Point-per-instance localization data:
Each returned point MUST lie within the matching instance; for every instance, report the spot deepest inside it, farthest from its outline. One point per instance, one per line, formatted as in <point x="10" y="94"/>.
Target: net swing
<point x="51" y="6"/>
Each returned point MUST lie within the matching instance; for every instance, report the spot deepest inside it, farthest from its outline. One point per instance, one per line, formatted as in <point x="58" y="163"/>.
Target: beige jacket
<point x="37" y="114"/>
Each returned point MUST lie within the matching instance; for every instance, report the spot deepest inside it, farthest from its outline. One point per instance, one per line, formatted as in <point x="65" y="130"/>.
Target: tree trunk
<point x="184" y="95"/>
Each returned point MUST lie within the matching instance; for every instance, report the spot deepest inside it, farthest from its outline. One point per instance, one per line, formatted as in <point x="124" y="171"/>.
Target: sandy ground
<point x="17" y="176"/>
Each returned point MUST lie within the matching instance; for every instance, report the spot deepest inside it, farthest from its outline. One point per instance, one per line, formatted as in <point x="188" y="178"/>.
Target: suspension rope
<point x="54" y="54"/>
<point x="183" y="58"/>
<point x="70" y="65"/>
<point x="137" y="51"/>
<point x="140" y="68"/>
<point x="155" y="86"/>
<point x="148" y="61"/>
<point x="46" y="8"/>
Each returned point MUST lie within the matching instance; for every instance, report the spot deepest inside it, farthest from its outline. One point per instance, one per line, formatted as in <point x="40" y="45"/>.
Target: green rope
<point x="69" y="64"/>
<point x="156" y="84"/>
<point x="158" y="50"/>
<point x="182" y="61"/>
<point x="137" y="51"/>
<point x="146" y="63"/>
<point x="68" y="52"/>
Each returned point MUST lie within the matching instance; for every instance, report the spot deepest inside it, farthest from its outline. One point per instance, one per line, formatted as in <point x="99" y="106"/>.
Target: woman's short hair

WHAT IS NEEDED:
Copy out each record word for word.

ANSWER SECTION:
Each returned point MUST lie within the matching instance; for every instance, report the spot deepest inside it, farthest from its outline. One point per instance, one per line, formatted as in <point x="10" y="94"/>.
Target: net swing
<point x="51" y="6"/>
Each returned point MUST lie within the matching instance; for every instance, report the spot deepest inside it, farthest from its outline. One point per instance, one per line, formatted as in <point x="58" y="163"/>.
Target: beige jacket
<point x="37" y="114"/>
Each returned point MUST lie within the matching instance; for every instance, report the spot deepest inside it, farthest from its outline. One point per instance, one per line, formatted as in <point x="65" y="130"/>.
Target: tree trunk
<point x="184" y="95"/>
Each returned point MUST lie within the matching instance; for every instance, report the spot deepest inside it, farthest from its outline. One point per instance, one per line, formatted as in <point x="124" y="171"/>.
Target: sandy ground
<point x="17" y="176"/>
Each returned point MUST lie within the matching instance; for every instance, report the spot deepest inside it, farthest from its outline. One point per instance, one per line, formatted as in <point x="188" y="178"/>.
Target: suspension rope
<point x="54" y="54"/>
<point x="183" y="58"/>
<point x="70" y="65"/>
<point x="137" y="51"/>
<point x="140" y="68"/>
<point x="155" y="86"/>
<point x="148" y="61"/>
<point x="46" y="8"/>
Each returned point MUST lie within the matching instance; for every instance, report the spot deepest inside it, farthest from its outline. One point per instance, one per line, formatted as in <point x="40" y="45"/>.
Target: green rope
<point x="69" y="64"/>
<point x="156" y="84"/>
<point x="158" y="50"/>
<point x="182" y="61"/>
<point x="137" y="51"/>
<point x="146" y="63"/>
<point x="68" y="52"/>
Each returned point MUST lie within the matching instance; for every instance, report the spot deepest inside it, farthest from its outline. One point per instance, one per line, formatted as in <point x="99" y="106"/>.
Target: woman's short hair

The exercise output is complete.